*GIVEN REQUEST A:* In the excerpt on Troy Davis, rewrite the paragraph beginning "The Sept. 21 execution struck a nerve" more briefly, keeping its main facts.
*GIVEN REQUEST B:* Duplicate the rows word for word, beginning at the line that has "Practice task. Find the side mirror" and continuing through the last of the rows.

*EXCERPT:*
* Start *

Oct 19, 2011
Millions of people are still shocked and outraged by the state of Georgia's execution of Troy Davis for a murder he may not have committed.
People who had never heard of Davis or had never thought much about the death penalty suddenly confronted Georgia's senseless act of brutality. They asked themselves: How could the state kill someone in the face of so much doubt about his guilt?
The Sept. 21 execution struck a nerve unlike any other I have witnessed in years of work to abolish the death penalty. It triggered outrage across a broad spectrum that included celebrity tweeter Kim Kardashian, South African Archbishop Desmond Tutu, conservative columnist Kathleen Parker, and even Davis' former warden.
The many who are determined to heed Davis' final words -- "to continue to fight this fight" to end capital punishment -- can turn to another equally unjust case in St. Louis, Missouri.
Reggie Clemons, 40, has spent half of his life behind bars. He's seeking clemency for a crime he may not have committed, just as Troy Davis did until his last breath.

* End *

*EXTRACTED ENTRIES:*

* Start *

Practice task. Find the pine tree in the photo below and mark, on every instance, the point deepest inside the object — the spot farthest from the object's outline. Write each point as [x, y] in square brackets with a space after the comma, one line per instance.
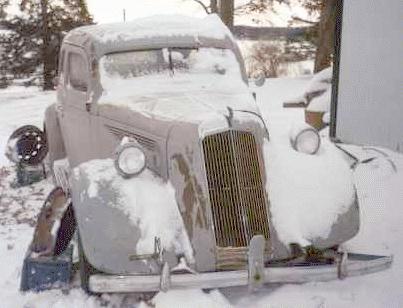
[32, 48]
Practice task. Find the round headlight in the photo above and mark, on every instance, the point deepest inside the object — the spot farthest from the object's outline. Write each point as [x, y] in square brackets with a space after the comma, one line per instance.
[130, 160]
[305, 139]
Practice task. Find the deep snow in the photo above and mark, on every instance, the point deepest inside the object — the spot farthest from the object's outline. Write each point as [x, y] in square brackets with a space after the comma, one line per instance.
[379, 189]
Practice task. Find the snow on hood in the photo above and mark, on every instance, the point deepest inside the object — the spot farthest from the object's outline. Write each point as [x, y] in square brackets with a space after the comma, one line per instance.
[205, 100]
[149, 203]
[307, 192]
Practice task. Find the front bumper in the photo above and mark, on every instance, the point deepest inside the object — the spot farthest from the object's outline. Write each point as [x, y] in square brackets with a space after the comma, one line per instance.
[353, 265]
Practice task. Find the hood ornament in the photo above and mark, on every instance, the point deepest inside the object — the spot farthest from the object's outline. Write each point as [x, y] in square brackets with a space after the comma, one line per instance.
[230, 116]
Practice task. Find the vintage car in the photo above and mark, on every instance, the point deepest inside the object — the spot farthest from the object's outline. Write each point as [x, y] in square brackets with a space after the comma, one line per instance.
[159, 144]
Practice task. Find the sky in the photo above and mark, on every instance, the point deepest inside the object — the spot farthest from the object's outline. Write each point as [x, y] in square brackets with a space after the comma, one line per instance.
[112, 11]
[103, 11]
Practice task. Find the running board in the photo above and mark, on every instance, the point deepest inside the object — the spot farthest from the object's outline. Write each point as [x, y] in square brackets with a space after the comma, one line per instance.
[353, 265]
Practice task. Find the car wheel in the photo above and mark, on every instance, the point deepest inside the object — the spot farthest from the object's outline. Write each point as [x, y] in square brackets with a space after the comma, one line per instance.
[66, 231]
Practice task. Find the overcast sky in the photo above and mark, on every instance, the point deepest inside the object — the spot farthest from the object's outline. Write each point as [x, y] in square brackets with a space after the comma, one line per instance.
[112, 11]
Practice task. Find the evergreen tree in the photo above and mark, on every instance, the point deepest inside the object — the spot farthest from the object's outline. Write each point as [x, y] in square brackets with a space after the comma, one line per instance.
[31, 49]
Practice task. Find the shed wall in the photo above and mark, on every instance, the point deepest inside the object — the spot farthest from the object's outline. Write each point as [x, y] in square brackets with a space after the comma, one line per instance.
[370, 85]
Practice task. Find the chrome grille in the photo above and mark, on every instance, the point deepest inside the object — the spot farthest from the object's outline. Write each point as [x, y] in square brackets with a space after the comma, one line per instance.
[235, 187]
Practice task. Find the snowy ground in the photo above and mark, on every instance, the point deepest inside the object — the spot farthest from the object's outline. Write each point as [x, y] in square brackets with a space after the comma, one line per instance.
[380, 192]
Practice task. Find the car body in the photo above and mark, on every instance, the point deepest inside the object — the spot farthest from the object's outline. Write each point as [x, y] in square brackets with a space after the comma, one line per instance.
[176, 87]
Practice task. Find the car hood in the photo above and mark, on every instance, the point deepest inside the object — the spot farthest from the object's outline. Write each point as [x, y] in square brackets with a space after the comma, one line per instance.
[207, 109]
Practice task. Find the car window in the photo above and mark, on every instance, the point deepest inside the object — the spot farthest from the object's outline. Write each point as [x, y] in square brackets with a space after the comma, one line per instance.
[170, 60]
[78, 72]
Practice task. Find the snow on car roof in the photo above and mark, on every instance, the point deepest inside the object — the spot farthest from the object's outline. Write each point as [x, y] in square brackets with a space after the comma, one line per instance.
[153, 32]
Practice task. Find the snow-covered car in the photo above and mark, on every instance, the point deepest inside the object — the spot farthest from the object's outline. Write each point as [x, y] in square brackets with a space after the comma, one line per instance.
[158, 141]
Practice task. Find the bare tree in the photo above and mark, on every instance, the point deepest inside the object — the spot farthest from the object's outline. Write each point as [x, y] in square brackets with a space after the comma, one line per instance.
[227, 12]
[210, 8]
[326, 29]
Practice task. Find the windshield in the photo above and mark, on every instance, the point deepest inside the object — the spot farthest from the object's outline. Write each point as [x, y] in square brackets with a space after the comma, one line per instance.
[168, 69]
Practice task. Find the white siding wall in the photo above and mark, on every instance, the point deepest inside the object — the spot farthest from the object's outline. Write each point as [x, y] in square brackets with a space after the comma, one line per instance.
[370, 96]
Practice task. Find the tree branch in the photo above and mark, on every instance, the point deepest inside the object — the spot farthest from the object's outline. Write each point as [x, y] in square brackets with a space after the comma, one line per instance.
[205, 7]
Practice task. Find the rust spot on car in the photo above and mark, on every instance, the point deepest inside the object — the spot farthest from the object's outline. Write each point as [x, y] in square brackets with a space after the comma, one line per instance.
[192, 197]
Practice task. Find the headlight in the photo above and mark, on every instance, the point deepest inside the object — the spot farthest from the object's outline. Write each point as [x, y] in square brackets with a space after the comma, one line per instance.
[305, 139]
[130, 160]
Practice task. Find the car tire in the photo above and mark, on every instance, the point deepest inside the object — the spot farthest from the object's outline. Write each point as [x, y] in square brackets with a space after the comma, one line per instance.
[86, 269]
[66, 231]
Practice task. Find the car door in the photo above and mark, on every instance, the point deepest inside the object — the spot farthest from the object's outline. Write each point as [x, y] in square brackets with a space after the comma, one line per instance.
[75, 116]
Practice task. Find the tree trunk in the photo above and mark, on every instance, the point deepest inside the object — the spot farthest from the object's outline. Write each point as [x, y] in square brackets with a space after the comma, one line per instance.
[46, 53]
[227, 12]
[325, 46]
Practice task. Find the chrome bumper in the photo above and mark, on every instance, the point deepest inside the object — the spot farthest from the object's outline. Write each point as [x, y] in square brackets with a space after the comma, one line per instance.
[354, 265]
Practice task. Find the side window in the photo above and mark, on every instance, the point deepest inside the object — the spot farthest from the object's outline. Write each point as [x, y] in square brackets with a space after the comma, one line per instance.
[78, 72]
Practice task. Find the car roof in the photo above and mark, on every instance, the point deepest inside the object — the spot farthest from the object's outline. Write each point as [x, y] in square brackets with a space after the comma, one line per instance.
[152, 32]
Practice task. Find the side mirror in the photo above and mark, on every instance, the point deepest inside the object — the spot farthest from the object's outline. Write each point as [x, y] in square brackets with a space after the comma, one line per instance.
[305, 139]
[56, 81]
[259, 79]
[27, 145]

* End *

*COMPLETE ANSWER A:* The Sept. 21 execution provoked a reaction stronger than any the writer had seen in years of working to abolish the death penalty. The outrage came from across a broad spectrum: Kim Kardashian, Archbishop Desmond Tutu, columnist Kathleen Parker, and even Davis' former warden.

*COMPLETE ANSWER B:*
Practice task. Find the side mirror in the photo above and mark, on every instance, the point deepest inside the object — the spot farthest from the object's outline. Write each point as [x, y] in square brackets with a space after the comma, one line per instance.
[305, 139]
[56, 81]
[259, 79]
[27, 145]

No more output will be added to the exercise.